Texto selecionado:
-*-

Durante o II Congresso do PCI (20 a 24 de março), é designado para representar o partido na Executiva da IC. Em maio, foi para Moscou junto a Bordiga e Graziadei. De 7 a 11 de junho, participou da segunda conferência da Executiva ampliada da IC. Com a saúde debilitada, após o trabalho da conferência é hospitalizado na casa de saúde “Serebrjanij bor”, onde conhece Eugenia Schucht, que estava hospitalizada e, em setembro, sua irmã Giulia. Participa do IV Congresso da IC (5 novembro – 5 dezembro). Em 25 de outubro tem uma conversa com Lenin.

 1923

Impossibilitado de voltar para a Itália, por causa do mandado de prisão emitido contra ele, permanece em Moscou. Em junho, participa dos trabalhos ampliados da III Executiva ampliada da IC. Em 4 de dezembro, chega a Viena ocupando-se, entre outras coisas, da preparação da terceira série do jornal “‘L’Ordine Nuovo”. Possui uma extensa correspondência com Togliatti, Terracini, Scoccimarro.

1924

Em 12 de fevereiro lança em Milão a primeira edição de “L’ Unitá“. Eleito deputado nas eleições de 06 de abril pelo distrito de Veneto, em maio retorna a Itália. Entra na Executiva do PCI e se transfere para Roma. Em agosto, é eleito secretário do partido. Em 10 de agosto, Giulia dá à luz seu primeiro filho, Delio.

1925

Em fevereiro, em Roma conhece Tatiana Schucht, irmã mais velha, Giulia. Entre março e abril, ele retornou a Moscou e participa do V Executiva ampliada da IC. Em maio, intervém na Câmara dos deputados contra o projeto de lei sobre associações secretas, apresentado por Mussolini e Alfredo Rocco. No verão, começa a trabalhar junto a Togliatti nas teses para o Congresso. No outono, Giulia e o pequeno Delio juntam-se a ele em Roma.

1926

No Terceiro Congresso do PCI (Lyon, 20-26 janeiro) apresenta o relatório sobre a situação política geral. No verão, tira umas férias curtas em Trafoi (Bolzano), com Delio, Eugenia e Giulia. Esta última, grávida novamente, retorna a Moscou, onde em 30 de agosto dá a luz a Giuliano. No dia 8 de novembro, após a promulgação de novas leis, Gramsci é preso e trancado na prisão de Regina Coeli em isolamento absoluto. No dia 18 de novembro é atribuído ao confinamento da polícia em Ustica , onde chega em 7 de dezembro.

1927

Em 14 de janeiro, o Tribunal Militar de Milão emitiu contra ele um mandado de prisão. No dia 20 de janeiro é encaminhado a prisão de San Vittore em Milão. A dura vida da prisão tem um impacto sobre sua saúde; a irmã Tatiana transfere-se para Milão e o auxilia.

1928

Em 28 de maio abre em Roma, no Tribunal Especial para a defesa do Estado, o processo – o chamado “processone” – contra Gramsci e o grupo dirigente do PCI . Em 4 de junho, a sentença o condena a 20 anos, quatro meses e cinco dias de prisão. Por causa de sua comprometida condição de saúde é destinado à casa penal para deficientes físicos e mentais de Turim.

-*-

Dados fornecidos:

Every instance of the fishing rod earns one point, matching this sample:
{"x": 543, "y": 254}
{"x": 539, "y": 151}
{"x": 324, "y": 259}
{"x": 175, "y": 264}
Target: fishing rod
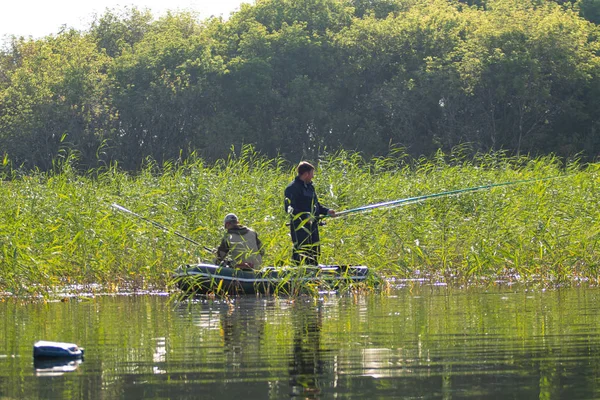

-*-

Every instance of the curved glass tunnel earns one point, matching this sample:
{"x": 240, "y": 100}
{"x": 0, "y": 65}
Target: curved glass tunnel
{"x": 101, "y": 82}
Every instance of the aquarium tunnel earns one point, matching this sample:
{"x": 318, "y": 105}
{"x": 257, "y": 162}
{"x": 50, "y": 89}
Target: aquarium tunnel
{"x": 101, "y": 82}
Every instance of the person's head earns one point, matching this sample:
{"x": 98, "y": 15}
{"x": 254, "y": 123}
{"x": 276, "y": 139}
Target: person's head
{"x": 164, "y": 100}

-*-

Perguntas a responder:
(a) Segundo a cronologia de Gramsci, em que data ele foi preso e levado para a prisão de Regina Coeli?
(b) Reescreva o trecho da cronologia de Gramsci de "No Terceiro Congresso" até "e o auxilia.", trocando o nome "Ustica" por "Lipari".
As entradas foram tiradas de outra fonte.

Resultados por tarefa:
(a) Em 8 de novembro de 1926.

(b)
No Terceiro Congresso do PCI (Lyon, 20-26 janeiro) apresenta o relatório sobre a situação política geral. No verão, tira umas férias curtas em Trafoi (Bolzano), com Delio, Eugenia e Giulia. Esta última, grávida novamente, retorna a Moscou, onde em 30 de agosto dá a luz a Giuliano. No dia 8 de novembro, após a promulgação de novas leis, Gramsci é preso e trancado na prisão de Regina Coeli em isolamento absoluto. No dia 18 de novembro é atribuído ao confinamento da polícia em Lipari , onde chega em 7 de dezembro.

1927

Em 14 de janeiro, o Tribunal Militar de Milão emitiu contra ele um mandado de prisão. No dia 20 de janeiro é encaminhado a prisão de San Vittore em Milão. A dura vida da prisão tem um impacto sobre sua saúde; a irmã Tatiana transfere-se para Milão e o auxilia.